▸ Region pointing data
════
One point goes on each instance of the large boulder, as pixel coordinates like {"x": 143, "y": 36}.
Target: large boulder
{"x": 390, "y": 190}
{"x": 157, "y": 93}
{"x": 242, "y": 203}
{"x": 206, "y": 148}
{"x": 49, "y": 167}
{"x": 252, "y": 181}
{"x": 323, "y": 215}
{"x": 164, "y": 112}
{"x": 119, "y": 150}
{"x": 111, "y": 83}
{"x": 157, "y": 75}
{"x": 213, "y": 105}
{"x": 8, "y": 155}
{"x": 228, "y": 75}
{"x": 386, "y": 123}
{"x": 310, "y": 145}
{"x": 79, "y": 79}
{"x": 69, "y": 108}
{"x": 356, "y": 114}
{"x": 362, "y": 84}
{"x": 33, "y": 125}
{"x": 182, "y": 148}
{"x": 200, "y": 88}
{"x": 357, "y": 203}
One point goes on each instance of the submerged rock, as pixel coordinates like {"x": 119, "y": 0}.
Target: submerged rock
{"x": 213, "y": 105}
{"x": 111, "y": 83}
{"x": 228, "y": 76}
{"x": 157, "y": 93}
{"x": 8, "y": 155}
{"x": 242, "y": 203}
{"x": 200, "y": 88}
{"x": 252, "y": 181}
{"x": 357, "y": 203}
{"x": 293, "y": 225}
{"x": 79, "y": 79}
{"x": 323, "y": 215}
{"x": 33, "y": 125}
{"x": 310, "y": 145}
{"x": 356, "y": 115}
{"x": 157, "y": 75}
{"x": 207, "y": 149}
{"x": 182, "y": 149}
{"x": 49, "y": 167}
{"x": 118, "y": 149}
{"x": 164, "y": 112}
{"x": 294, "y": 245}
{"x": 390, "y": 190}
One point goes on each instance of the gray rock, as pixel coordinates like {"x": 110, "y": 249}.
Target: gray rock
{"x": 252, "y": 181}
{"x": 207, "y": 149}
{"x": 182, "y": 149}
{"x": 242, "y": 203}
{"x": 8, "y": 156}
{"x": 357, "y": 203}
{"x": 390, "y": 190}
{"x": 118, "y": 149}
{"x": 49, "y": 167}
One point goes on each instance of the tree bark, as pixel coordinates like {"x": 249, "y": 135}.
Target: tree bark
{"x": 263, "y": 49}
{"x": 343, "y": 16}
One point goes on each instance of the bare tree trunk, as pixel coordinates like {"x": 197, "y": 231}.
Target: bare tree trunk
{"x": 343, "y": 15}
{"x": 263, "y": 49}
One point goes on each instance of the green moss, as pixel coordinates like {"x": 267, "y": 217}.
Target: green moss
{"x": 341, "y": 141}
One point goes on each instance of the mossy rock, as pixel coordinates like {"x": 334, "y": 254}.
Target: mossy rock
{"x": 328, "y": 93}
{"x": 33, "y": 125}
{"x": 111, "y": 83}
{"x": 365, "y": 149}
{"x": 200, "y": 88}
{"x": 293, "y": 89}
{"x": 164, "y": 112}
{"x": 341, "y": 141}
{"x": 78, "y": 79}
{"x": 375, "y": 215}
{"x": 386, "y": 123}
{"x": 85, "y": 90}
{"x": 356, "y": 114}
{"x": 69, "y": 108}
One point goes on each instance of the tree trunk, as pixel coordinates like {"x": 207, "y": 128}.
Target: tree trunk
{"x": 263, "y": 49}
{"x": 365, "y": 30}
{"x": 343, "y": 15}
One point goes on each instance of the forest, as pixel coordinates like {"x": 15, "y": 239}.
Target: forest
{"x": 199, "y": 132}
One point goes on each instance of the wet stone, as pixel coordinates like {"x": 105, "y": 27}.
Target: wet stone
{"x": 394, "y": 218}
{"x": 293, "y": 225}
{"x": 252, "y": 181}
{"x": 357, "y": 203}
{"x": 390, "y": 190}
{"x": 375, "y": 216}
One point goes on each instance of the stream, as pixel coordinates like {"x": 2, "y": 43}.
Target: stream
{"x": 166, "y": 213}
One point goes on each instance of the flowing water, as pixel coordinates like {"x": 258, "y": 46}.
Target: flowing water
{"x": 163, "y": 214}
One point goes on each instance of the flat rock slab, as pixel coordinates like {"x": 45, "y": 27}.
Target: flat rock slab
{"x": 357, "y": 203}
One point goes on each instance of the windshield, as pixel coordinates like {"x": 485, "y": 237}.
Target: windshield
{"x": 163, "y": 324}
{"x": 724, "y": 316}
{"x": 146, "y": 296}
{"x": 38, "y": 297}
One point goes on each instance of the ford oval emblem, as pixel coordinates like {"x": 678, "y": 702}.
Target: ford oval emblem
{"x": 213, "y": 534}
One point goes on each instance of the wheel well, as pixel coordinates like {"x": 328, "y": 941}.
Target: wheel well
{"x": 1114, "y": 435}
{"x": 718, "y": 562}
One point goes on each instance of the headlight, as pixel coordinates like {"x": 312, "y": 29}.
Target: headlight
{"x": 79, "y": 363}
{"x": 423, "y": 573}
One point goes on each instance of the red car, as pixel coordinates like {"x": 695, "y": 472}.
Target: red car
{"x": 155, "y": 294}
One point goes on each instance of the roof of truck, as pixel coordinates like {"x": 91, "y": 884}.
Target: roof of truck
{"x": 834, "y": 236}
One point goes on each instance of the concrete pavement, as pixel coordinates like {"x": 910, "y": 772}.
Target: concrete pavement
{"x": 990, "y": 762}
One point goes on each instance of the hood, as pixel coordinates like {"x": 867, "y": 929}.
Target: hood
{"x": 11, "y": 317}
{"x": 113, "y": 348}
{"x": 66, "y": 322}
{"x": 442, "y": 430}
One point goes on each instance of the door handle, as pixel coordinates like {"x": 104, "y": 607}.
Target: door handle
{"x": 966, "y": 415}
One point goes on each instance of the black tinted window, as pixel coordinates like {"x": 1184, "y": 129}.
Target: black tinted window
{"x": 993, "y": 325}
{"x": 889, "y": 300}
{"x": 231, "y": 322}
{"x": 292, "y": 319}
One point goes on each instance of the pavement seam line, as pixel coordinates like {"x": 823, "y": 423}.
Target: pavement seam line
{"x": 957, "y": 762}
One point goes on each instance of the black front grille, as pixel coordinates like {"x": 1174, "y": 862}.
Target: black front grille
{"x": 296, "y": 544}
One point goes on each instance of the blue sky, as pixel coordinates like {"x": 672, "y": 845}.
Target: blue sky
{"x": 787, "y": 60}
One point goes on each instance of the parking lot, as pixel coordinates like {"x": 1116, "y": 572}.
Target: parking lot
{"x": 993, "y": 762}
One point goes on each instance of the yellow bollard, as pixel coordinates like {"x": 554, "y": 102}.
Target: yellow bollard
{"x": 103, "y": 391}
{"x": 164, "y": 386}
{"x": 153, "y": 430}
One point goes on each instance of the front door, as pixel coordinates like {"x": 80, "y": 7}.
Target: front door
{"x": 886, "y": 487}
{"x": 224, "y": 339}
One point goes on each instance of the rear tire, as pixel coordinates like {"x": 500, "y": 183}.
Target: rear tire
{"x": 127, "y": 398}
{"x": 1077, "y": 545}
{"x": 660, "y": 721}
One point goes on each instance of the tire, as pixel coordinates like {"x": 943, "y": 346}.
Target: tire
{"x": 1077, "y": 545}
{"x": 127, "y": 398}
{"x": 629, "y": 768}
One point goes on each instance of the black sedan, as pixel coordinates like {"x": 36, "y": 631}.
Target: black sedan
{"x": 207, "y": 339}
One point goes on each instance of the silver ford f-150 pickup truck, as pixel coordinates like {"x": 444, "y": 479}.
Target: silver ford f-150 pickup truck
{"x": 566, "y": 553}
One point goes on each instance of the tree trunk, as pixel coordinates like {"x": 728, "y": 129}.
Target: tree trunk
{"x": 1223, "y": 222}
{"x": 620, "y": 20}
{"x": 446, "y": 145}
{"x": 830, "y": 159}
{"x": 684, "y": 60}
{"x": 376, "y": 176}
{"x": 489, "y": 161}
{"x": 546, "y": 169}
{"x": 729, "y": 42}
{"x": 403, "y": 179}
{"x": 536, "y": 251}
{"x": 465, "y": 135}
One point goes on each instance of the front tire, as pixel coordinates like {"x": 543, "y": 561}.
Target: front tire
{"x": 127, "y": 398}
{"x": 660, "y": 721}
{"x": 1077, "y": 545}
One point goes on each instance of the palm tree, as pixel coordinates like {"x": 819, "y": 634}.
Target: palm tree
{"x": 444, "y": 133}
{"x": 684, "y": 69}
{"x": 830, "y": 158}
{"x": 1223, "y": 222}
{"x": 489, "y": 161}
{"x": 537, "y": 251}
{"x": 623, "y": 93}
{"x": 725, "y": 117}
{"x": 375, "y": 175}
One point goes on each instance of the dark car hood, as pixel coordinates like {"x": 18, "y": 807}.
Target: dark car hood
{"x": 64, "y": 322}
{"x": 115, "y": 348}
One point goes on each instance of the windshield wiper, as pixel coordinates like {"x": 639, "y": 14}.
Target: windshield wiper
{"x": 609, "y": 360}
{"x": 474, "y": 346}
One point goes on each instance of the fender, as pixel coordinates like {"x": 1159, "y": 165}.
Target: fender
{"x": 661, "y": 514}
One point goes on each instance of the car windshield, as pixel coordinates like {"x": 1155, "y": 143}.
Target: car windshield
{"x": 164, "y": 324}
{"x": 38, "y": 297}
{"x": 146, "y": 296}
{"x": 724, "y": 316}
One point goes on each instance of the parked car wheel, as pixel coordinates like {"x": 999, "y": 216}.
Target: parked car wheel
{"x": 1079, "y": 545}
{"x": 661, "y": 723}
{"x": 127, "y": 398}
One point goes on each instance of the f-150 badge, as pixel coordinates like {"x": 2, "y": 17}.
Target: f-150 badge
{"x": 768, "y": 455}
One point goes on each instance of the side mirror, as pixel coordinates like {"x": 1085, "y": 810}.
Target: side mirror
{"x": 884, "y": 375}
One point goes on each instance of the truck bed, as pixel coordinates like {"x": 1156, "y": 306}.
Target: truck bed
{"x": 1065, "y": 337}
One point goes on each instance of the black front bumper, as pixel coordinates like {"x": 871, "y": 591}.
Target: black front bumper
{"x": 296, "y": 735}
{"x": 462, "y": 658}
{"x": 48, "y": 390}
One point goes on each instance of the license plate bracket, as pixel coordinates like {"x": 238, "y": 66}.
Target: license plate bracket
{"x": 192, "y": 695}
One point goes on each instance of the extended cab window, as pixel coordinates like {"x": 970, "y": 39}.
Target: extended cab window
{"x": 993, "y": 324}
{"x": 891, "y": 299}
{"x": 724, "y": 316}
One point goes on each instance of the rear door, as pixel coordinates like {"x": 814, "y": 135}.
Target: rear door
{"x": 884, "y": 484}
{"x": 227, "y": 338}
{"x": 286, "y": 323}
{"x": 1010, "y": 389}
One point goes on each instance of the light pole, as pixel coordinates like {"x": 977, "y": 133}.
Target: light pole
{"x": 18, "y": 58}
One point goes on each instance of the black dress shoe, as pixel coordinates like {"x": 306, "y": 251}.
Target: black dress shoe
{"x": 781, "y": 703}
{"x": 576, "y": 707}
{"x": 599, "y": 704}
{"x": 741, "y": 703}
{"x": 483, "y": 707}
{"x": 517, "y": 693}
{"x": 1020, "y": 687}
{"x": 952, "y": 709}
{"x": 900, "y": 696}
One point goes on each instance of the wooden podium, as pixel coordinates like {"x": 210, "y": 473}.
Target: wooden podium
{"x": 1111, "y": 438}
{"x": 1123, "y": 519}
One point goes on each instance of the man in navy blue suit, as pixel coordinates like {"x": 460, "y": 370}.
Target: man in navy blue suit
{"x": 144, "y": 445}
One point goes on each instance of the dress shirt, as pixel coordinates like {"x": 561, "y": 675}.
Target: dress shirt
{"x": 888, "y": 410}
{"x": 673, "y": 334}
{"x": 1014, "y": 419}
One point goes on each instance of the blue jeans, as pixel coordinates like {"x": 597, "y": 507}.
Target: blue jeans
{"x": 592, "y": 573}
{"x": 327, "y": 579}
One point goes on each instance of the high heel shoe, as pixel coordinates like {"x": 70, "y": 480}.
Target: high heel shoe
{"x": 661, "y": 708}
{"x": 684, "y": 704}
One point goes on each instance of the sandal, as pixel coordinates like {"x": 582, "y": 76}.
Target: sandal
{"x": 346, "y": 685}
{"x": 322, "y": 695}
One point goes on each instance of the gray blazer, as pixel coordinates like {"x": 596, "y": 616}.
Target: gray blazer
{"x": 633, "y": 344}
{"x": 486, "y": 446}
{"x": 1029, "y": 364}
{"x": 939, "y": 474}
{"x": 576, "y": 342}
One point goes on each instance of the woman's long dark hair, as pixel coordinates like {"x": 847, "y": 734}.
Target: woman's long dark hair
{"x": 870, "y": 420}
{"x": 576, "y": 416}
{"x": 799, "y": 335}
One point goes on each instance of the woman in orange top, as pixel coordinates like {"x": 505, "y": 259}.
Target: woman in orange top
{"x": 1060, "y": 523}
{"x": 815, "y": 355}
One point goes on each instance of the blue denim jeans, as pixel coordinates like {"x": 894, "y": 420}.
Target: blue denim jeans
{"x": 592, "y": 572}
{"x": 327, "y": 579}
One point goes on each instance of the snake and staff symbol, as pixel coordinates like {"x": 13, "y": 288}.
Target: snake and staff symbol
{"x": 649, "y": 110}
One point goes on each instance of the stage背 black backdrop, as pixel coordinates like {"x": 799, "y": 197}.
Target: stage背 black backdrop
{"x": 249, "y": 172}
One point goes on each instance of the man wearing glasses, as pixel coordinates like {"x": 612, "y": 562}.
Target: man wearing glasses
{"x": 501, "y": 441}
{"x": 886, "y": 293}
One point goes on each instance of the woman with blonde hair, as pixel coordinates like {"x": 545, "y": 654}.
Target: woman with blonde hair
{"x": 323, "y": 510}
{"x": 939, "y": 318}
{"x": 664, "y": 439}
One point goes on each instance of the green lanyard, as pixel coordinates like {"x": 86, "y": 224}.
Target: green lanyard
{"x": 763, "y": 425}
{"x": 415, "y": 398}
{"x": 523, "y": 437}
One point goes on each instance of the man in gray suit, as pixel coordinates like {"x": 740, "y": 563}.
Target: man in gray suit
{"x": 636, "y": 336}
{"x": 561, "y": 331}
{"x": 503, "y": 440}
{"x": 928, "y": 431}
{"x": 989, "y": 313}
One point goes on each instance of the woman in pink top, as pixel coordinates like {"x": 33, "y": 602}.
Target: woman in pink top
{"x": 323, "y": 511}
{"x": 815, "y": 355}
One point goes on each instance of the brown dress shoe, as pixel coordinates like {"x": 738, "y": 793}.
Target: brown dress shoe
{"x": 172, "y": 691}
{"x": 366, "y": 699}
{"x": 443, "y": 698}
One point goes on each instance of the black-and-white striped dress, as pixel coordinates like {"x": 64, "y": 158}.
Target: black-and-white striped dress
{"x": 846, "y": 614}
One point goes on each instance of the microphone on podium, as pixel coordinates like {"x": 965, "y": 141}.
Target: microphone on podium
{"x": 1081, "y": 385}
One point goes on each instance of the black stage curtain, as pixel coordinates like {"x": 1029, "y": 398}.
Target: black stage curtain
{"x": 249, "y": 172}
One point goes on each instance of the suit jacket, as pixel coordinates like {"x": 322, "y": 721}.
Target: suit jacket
════
▸ Task description
Copy every line of the data that carries the word "jacket".

▸ Solution to this problem
One point goes on each instance of the suit jacket, as pixel coordinates like {"x": 322, "y": 721}.
Target: suit jacket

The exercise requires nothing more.